▶ EXERCISE DIRECTIONS: How many lines in the entries below contain the word "manatee"? Reply with the number alone.

▶ RECORD LIST:
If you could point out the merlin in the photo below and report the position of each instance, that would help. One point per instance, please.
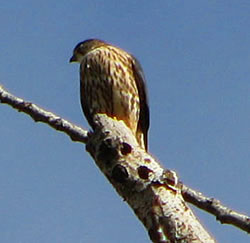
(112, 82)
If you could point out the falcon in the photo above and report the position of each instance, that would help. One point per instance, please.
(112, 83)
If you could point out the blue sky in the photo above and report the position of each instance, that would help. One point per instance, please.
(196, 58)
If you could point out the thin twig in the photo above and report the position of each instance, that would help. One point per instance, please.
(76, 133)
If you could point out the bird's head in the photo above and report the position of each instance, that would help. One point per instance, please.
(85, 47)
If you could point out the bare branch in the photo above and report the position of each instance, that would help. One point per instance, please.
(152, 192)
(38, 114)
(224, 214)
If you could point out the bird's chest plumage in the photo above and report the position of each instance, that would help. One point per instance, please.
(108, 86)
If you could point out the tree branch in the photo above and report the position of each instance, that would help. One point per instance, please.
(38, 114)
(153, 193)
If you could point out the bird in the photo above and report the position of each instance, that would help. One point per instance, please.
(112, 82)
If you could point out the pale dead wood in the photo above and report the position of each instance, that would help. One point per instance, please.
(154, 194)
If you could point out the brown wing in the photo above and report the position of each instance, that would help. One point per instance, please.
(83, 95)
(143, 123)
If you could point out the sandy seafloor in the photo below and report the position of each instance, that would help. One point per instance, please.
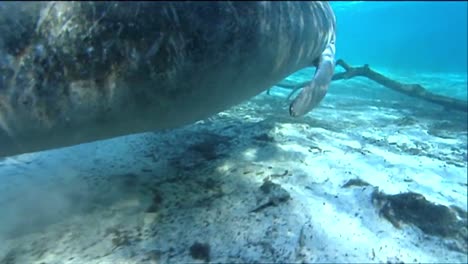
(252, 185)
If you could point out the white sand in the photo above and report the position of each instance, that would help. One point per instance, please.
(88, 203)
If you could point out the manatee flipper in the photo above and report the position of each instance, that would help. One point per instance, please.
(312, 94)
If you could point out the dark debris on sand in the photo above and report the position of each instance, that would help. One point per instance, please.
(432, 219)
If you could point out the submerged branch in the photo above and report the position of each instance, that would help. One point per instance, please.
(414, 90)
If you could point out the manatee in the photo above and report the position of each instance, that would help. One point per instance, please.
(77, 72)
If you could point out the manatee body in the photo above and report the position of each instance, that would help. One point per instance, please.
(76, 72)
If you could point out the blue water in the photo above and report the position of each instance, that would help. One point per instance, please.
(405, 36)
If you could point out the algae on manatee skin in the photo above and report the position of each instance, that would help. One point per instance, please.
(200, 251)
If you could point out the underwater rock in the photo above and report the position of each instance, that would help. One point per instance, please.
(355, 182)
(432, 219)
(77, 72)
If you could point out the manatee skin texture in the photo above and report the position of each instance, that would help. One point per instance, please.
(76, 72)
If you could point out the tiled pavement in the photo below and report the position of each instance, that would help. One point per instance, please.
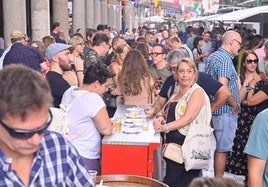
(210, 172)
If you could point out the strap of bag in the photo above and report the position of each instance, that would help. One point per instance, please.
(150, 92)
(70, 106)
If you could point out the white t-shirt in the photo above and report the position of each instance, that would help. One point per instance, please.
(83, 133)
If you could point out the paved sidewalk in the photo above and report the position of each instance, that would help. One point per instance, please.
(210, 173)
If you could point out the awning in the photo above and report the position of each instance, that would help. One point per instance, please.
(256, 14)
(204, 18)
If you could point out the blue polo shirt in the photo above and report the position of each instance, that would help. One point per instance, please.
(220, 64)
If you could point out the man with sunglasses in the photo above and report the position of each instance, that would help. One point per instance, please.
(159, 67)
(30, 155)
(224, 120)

---

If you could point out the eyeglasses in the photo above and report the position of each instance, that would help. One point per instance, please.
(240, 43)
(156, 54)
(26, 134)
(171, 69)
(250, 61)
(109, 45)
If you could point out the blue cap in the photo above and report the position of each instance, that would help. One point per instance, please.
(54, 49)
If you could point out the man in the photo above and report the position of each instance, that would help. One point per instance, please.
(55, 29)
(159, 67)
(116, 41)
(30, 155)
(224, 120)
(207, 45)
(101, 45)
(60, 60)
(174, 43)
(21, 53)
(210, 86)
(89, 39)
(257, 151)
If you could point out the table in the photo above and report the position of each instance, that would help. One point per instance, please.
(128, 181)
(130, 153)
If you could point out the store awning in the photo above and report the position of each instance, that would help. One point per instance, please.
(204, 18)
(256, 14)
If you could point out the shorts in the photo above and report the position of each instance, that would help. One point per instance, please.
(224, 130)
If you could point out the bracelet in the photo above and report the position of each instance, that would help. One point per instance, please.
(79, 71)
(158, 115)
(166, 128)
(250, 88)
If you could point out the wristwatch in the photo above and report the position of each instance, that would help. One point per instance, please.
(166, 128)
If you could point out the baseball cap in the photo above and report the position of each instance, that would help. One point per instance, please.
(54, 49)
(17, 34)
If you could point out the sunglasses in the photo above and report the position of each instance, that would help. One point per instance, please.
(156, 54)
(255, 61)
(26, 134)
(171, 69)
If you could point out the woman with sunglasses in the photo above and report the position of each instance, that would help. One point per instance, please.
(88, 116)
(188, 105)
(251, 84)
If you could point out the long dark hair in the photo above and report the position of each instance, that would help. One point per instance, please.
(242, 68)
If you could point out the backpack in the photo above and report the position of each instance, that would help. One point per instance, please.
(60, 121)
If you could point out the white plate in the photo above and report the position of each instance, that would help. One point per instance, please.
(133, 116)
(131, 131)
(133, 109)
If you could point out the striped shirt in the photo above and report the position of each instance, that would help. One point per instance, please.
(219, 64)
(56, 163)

▶ IN RESPONSE: 5